***** Page extract

Catching up
Reading, watching, listening
It was never my intention for this to be a monthly newsletter, I promise. My plan was for it to be biweekly, if not weekly. But back in May, a few days after my last post, my friend gave me a hard deadline to finish the shitty first draft of my novel, which I had been working on since September 2015. She cruelly gave me a 3.75-week deadline to finish, which meant that any and all other writing took a backseat. I put myself on a 1,000-words/day schedule and on the first day of that plan, I wrote -43 words. Don’t ask me how I did that kind of dark magic, but it happened. There were other days when I wrote more than 3,000 words (which is low-key exhausting and I don’t recommend it). But I finished the first draft and sent her a PDF as proof with four hours to spare before my deadline. I know that it needs significant revision and I’m trying not to lose sleep over all the ways it needs improvement, but I finished it. And now it’s in a (virtual) drawer being studiously ignored by me until the end of July.
Also! I’ve landed on the idea for my next novel and can’t wait to get started on it! It involves whiskey bootlegging and stabbing and covered wagons and stealing pigs and there will be period-specific names like Etha Pearl and Eula and Charlotta! Stay tuned.
Over the past month, though, I’ve also read and watched and listened to a lot of things that have opened my eyes and my heart and sparked my curiosity and made me laugh and cry.
Read: Crying in H Mart by Michelle Zauner. I actually bought this book when it came out in late April, but I put off reading it for a few weeks because I didn’t want to read a memoir about a mother dying of cancer on or near Mother’s Day. I got off to a slow start on this one, and Zauner’s descriptions of her mother’s decline were pretty difficult to read. I haven’t read a ton of grief memoirs (for obvious reasons) but I appreciated that she didn’t shy away from the ugliness and messiness of losing a loved one, including the loved one’s ugliness and messiness. I don’t want to read a hagiography of someone else’s dead mother, and I’m glad that this one wasn’t.
I’m not super familiar with Korean food, so I didn’t have much of a hook to hang her descriptions on, but I could definitely relate to her how she went through an obsessive phase of making kimchi of all sorts in the wake of her mother’s death. I can identify with that kind of dissociation after trauma (as I’m sure we all can in 2021). This book is very, very, very raw, and I strongly suggest that if you think you might be triggered by reading an account of watching a parent die of cancer and the emotional aftermath, you should proceed with caution.

**********
***** Entries provided

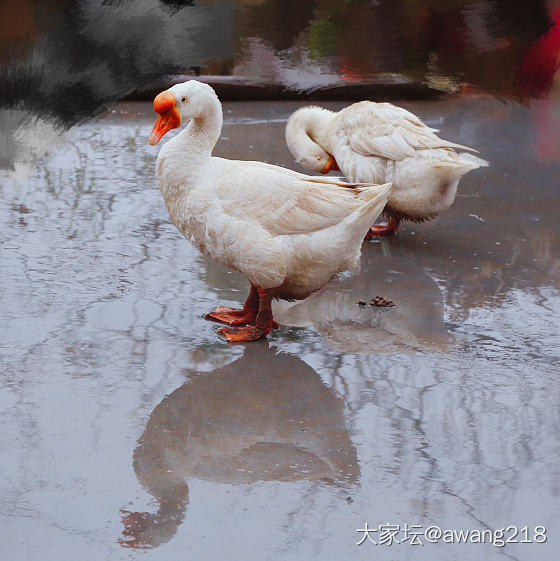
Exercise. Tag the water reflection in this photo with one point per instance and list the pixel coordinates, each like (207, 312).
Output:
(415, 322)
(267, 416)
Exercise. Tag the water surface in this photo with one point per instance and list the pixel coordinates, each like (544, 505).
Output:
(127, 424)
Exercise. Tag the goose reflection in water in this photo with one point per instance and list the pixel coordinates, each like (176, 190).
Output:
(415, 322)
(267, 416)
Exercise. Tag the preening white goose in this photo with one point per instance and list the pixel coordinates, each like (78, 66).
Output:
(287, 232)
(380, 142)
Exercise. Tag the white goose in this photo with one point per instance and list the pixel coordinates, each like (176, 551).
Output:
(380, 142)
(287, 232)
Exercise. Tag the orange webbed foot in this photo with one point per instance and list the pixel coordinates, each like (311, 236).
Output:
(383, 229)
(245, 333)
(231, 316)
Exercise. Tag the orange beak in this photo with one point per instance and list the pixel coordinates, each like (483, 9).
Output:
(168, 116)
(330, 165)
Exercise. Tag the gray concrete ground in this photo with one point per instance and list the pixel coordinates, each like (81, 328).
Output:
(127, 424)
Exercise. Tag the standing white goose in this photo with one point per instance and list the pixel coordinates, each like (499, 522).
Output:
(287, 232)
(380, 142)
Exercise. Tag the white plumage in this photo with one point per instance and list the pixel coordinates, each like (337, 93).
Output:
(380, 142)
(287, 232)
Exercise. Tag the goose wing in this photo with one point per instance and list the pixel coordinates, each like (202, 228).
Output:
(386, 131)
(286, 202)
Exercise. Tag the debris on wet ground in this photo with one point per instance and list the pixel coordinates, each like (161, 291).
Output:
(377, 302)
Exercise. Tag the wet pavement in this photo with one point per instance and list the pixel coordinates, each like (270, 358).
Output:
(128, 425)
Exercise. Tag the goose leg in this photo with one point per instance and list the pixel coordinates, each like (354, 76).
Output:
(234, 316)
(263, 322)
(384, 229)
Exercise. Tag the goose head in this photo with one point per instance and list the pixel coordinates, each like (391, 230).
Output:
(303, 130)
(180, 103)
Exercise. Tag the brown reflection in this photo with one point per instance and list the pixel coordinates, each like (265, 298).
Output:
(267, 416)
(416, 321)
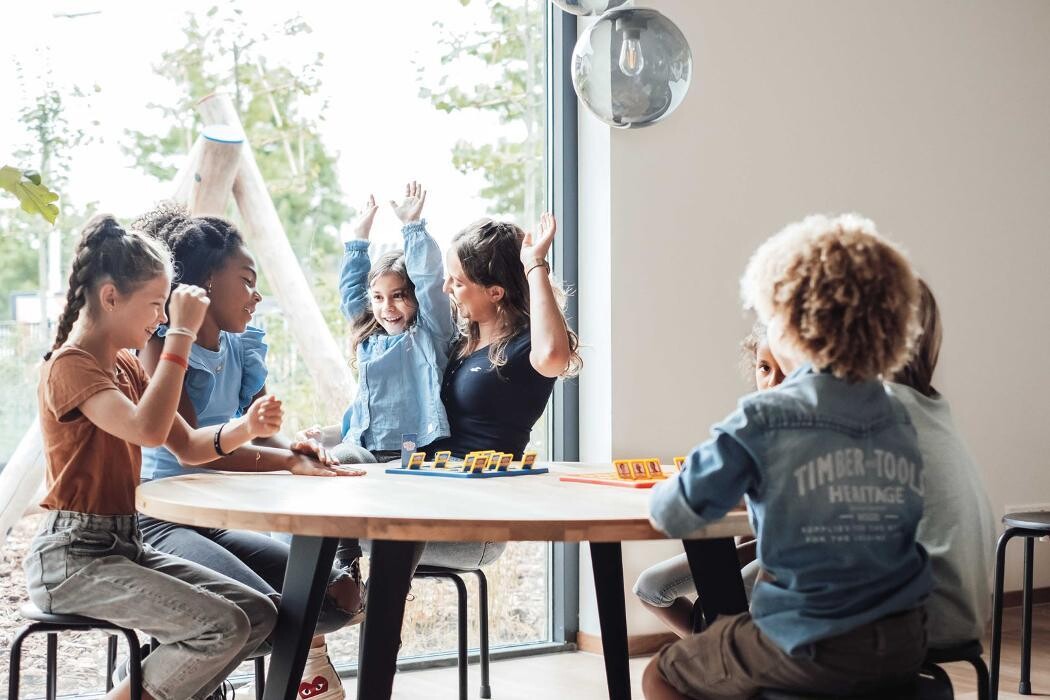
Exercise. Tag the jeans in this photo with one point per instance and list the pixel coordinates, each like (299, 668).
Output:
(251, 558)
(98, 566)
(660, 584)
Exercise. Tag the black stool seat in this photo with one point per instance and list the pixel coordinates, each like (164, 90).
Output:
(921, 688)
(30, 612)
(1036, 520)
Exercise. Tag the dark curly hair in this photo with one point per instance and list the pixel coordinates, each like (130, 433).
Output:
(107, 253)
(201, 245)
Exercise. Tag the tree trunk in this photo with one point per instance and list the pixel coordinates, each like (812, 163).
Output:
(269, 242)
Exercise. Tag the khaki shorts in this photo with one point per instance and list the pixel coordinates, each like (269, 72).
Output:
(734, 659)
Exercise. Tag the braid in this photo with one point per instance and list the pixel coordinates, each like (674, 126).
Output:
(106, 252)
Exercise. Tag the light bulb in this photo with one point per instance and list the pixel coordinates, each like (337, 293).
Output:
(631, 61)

**********
***** Entries provided

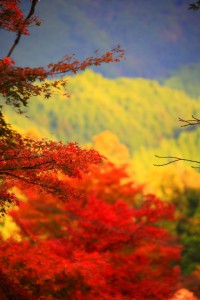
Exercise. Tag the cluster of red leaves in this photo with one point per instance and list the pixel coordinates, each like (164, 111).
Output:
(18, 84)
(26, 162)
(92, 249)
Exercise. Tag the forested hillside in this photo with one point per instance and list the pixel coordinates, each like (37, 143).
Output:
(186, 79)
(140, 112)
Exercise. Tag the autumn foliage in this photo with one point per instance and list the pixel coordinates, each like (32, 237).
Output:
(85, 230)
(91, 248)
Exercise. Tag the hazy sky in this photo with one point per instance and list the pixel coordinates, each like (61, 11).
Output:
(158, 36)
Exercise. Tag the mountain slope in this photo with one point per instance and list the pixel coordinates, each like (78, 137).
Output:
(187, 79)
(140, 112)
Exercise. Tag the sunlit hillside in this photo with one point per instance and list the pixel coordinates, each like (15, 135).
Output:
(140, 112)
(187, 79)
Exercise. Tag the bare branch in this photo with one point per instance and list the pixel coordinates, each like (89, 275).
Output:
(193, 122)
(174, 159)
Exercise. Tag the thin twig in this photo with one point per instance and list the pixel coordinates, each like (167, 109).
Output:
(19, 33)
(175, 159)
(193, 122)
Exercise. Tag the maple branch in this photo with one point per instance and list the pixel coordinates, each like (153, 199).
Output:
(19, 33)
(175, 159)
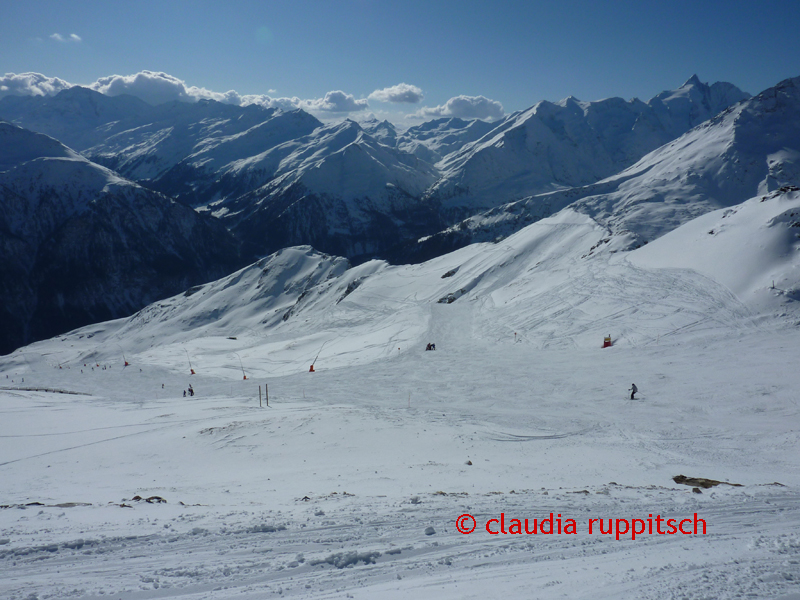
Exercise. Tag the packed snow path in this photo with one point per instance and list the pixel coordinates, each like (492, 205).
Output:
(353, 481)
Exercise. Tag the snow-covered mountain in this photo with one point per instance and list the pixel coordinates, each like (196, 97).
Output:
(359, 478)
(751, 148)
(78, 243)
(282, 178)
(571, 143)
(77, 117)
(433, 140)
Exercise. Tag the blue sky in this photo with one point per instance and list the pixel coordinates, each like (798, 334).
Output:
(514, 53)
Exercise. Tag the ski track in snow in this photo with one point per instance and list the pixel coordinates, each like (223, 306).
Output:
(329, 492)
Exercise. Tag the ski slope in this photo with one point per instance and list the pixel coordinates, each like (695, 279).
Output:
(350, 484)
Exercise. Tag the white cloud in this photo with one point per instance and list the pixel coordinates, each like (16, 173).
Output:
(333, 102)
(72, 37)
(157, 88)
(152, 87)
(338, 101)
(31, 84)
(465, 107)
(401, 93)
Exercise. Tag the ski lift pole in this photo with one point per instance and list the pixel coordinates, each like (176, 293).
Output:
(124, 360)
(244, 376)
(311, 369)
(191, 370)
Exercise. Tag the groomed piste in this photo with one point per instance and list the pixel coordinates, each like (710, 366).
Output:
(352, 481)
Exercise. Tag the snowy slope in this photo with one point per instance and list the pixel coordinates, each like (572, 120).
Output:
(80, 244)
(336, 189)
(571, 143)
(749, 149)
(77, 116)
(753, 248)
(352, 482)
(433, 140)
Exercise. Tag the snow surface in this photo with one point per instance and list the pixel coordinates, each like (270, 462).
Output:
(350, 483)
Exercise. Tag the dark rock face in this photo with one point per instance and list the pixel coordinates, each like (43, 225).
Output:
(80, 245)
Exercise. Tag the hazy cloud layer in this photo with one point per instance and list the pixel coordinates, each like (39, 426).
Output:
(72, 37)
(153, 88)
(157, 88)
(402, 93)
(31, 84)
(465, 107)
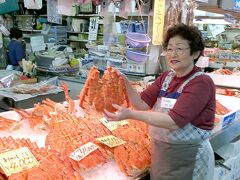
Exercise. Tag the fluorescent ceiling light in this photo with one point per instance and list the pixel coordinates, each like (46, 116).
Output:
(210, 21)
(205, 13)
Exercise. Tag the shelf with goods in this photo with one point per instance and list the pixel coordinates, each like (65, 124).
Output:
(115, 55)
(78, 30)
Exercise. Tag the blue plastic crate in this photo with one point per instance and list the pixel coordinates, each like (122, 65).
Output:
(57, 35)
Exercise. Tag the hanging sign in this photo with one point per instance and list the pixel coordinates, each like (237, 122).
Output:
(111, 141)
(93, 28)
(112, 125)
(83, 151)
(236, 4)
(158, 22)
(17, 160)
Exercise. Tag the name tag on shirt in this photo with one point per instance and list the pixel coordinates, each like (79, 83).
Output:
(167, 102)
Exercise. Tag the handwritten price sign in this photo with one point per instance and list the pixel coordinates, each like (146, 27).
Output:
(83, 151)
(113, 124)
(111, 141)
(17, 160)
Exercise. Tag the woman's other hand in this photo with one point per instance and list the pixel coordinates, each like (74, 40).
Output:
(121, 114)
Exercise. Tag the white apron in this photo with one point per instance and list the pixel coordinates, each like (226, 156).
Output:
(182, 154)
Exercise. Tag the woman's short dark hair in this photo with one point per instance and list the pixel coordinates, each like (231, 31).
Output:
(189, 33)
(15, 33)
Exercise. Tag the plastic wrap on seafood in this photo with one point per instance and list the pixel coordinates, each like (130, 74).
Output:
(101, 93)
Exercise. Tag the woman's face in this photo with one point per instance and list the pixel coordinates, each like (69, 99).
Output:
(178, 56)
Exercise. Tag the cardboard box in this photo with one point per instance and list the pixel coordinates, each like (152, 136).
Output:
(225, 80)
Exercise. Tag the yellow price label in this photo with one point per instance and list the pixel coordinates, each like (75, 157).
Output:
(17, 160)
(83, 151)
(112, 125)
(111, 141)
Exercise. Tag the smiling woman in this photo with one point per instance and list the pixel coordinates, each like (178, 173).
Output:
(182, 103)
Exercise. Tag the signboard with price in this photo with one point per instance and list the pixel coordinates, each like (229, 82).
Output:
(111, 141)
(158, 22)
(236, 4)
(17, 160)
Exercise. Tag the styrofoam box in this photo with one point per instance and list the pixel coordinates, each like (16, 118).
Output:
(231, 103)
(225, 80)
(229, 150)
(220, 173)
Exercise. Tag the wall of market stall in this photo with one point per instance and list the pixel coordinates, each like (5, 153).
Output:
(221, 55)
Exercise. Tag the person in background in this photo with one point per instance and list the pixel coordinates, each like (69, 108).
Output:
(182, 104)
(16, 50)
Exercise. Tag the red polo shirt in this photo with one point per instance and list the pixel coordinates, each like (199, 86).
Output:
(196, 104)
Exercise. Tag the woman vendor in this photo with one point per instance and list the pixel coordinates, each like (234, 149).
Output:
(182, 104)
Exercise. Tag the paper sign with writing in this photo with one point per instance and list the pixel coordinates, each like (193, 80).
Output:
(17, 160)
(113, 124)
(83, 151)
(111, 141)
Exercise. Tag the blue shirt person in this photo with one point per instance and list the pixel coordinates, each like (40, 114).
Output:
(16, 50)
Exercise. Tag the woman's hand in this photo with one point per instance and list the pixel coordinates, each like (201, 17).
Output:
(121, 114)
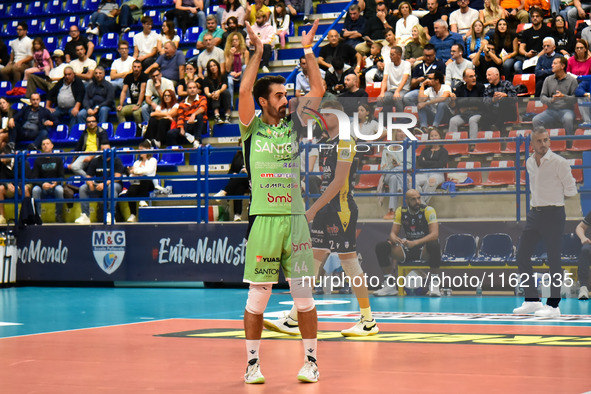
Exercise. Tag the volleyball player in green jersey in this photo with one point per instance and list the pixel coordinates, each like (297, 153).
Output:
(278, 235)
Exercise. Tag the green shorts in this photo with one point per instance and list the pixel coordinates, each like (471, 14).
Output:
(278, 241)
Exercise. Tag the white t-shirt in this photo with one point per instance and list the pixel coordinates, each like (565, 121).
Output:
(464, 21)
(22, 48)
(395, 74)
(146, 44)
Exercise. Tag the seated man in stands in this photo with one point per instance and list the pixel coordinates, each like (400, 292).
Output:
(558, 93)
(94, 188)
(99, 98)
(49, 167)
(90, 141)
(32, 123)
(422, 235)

**********
***** Entries provided

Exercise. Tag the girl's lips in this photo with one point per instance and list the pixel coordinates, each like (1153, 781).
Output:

**********

▶ _Required action A_
According to the catching-up post, what four things will the writer's next novel involve? Please list them.
▶ _Required action B_
Write the next part of the catching-up post, picking up after its last sentence.
None of the data plays any role in this work.

▶ _Written reply A_
whiskey bootlegging, stabbing, covered wagons, stealing pigs

▶ _Written reply B_
Listen: The Recipe Club podcast. I’m always looking for new podcasts, particularly because the political ones I’ve been listening to for the past few years are just stressing me out and filling me with rage (looking at you, Pod Save America). The premise of the podcast is that three chefs (Chris Ying, David Chang, and a rotating third, but often Priya Krishna) take a randomly selected ingredient (spaghetti, SPAM, canned tuna), select an online recipe using that ingredient, share it with the other chefs, and all three of them make all three recipes. Then they discuss their experiences with each one and decide, collectively, which chef’s chosen recipe was the most successful. It can be a little bro-y, but I really like the concept. It’s also made me more adventurous in both my cooking and my shopping. The Pillsbury tube dough episode inspired me to try making croissants for the first time ever. (I’ll let you know how they turn out.)
The canned tuna episode inspired me to purchase a can of Dong Won double hot pepper tuna, which Dave Chang says is perfect as-is served with some rice. I haven’t worked up the nerve to eat it, yet, though. And I’m even a little curious about making SPAM musubi, even though literally no one in my house will eat it, probably. (They might surprise me.)
(Also, if you have any non-politics and non-true crime podcasts to recommend, I’m all ears.)
Watch: High on the Hog: How African American Cuisine Transformed America. It’s contemplative, powerful, heartbreaking, joyful, and endlessly fascinating. It moves through time, telling the story of African American food starting in Africa, moving to the Carolinas, New York, and beyond. Alongside stories of how okra and yams came with enslaved people to North America are stories of gentrification, community, and entrepreneurship.
The last episode takes place in Texas, including at the now-shuttered Mt. Zion Missionary Baptist Church bbq in Huntsville, which I was privileged enough to visit as part of an oral history project in graduate school.
I loved this show so much, I’ll probably watch it again and again.
Bonus watch: Physical on Apple+ TV. Hooboy. I’ve only watched the first three episodes (because that’s all that’s available), and I’m not sure how I feel about it yet. But I couldn’t stop watching, so I guess that’s something. If you’ve seen it, I’d love to hear your thoughts.
Now then, I’m off to start drafting my research plan for novel #2, working title Trinity Station.